Ausgewählter Text:
____
Zur Diskussion über kirchliches Engagement in der Seenotrettung

Stellungnahme des Rates der Schwestern und Brüder für das Korrespondenzblatt 12/2020

Im Juli wurde mein Artikel zur Dilemma behafteten Thematik „Seenotrettung“ in dieser Zeitschrift veröffentlicht – unter dem redaktionell gewählten Titel „Du sollst nicht ertrinken lassen“. Dass das laute Nachdenken über die von mir geäußerten Argumente, Einschätzungen und Schlussfolgerungen eine derart massive öffentliche Resonanz weit über die Seiten des Korrespondenzblattes hinaus nach sich ziehen würde, hätte ich mir – ganz ehrlich – nicht gewünscht.

Seit Pfingsten arbeite ich im Rat der Schwestern und Brüder der Bayerischen Pfarrbruderschaft – Theologische Weggemeinschaft von Frauen und Männern mit. 

Mit einigen Ratsgeschwistern zusammen habe ich diese Stellungnahme ausgearbeitet.

An erster Stelle liegt uns an folgender Feststellung: Dr. Matthias Dreher hat sich unserer Meinung nach sehr zugespitzt und polemisch geäußert. Dass er aber aufgrund seiner Leserzuschrift mit dem Titel „Ein Christ kann ertrinken lassen“ einem massiven Shitstorm und auch Bedrohungen ausgesetzt war, entspricht einer Unversöhnlichkeit in der heutigen Debattenkultur, die wir als Christinnen und Christen unseres Erachtens sehr kritisch sehen müssen. Dass der Kollege Dr. Matthias Dreher durch Kirchenvorstandsbeschluss inzwischen seine Stelle in Nürnberg räumen musste, haben wir uns nicht gewünscht; es macht uns vielmehr betroffen.
____
Zeige-Datensätze:
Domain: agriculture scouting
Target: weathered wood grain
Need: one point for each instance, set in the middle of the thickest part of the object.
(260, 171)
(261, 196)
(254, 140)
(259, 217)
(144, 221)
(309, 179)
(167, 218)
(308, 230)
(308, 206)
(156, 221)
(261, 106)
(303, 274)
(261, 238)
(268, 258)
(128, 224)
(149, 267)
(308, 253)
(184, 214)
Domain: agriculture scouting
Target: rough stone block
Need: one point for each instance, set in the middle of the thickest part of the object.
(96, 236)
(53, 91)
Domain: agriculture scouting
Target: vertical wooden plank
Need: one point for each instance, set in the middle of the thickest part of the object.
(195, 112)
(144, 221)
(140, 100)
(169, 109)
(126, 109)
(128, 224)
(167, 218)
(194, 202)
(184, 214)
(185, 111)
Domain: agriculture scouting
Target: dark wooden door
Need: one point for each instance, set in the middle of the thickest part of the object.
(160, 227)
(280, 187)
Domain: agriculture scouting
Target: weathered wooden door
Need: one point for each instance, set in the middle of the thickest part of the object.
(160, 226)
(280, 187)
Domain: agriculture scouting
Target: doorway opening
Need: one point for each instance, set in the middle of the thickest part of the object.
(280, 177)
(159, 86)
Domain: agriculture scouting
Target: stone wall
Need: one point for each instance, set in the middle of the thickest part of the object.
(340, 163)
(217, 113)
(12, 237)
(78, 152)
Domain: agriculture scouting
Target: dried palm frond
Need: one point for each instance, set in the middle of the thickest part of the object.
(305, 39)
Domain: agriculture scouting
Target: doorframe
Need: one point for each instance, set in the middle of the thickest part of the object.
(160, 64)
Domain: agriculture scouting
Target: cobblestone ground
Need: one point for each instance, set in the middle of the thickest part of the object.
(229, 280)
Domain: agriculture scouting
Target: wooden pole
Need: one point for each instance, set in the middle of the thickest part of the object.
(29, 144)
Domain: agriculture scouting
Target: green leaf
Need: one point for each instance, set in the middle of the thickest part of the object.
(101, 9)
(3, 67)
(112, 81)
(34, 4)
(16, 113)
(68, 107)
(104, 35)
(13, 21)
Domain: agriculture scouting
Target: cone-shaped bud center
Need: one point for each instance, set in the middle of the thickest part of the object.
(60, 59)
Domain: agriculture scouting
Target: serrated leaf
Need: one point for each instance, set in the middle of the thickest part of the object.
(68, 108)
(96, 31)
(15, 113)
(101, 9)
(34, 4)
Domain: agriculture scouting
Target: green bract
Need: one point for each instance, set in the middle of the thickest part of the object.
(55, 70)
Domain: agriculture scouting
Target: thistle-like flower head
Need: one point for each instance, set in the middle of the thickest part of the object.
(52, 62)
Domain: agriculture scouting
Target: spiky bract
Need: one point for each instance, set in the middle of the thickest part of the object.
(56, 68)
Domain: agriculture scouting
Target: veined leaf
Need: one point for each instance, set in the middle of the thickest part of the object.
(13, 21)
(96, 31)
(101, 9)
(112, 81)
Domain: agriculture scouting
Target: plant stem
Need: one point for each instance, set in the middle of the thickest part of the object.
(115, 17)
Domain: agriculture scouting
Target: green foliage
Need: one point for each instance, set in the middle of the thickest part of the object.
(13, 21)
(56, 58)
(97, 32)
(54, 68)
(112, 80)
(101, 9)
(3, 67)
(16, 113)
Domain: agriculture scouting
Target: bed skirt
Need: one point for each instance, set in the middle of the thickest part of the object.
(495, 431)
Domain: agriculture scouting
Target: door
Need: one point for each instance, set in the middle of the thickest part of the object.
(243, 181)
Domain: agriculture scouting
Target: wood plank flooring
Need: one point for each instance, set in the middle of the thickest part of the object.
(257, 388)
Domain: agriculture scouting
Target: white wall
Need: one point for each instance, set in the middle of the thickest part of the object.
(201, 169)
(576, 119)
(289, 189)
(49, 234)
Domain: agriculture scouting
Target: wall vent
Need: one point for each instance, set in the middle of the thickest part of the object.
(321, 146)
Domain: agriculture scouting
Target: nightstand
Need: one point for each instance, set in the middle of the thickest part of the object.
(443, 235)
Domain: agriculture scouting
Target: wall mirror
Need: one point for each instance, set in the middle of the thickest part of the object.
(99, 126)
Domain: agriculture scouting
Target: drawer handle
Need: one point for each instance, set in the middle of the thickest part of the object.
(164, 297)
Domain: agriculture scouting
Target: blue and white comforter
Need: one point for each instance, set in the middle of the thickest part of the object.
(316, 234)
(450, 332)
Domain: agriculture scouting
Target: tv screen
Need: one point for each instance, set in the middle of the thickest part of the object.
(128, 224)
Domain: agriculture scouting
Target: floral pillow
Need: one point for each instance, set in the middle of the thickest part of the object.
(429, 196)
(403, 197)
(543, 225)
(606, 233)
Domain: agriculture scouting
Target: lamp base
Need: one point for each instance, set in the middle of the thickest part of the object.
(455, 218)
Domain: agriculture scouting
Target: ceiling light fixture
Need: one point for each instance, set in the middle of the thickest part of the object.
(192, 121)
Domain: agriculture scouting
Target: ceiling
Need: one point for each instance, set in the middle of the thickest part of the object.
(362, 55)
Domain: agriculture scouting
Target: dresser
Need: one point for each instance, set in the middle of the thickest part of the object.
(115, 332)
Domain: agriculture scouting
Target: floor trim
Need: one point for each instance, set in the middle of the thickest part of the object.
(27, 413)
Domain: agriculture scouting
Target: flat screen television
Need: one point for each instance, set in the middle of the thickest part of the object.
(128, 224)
____
Schriftliche Aufgaben:
1: Prüfe, ob die folgenden Aussagen mit der Stellungnahme zur Seenotrettung übereinstimmen. Antworte jeweils mit Ja oder Nein und zitiere die entscheidenden Worte wörtlich: (a) Der Artikel erschien unter einem von der Redaktion gewählten Titel. (b) Die Stellungnahme wurde von einer einzigen Person ohne Mitwirkung anderer ausgearbeitet. (c) Der Rat begrüßt, dass Dr. Matthias Dreher seine Stelle in Nürnberg räumen musste.
2: Gib den Abschnitt der Stellungnahme zur Seenotrettung wörtlich wieder, der mit den Worten „Mit einigen Ratsgeschwistern“ beginnt und nach „uns vielmehr betroffen.“ endet.

Lösungen:
1:
(a) Ja: „unter dem redaktionell gewählten Titel „Du sollst nicht ertrinken lassen““
(b) Nein: „Mit einigen Ratsgeschwistern zusammen habe ich diese Stellungnahme ausgearbeitet.“
(c) Nein: „haben wir uns nicht gewünscht; es macht uns vielmehr betroffen.“

2:
Mit einigen Ratsgeschwistern zusammen habe ich diese Stellungnahme ausgearbeitet.

An erster Stelle liegt uns an folgender Feststellung: Dr. Matthias Dreher hat sich unserer Meinung nach sehr zugespitzt und polemisch geäußert. Dass er aber aufgrund seiner Leserzuschrift mit dem Titel „Ein Christ kann ertrinken lassen“ einem massiven Shitstorm und auch Bedrohungen ausgesetzt war, entspricht einer Unversöhnlichkeit in der heutigen Debattenkultur, die wir als Christinnen und Christen unseres Erachtens sehr kritisch sehen müssen. Dass der Kollege Dr. Matthias Dreher durch Kirchenvorstandsbeschluss inzwischen seine Stelle in Nürnberg räumen musste, haben wir uns nicht gewünscht; es macht uns vielmehr betroffen.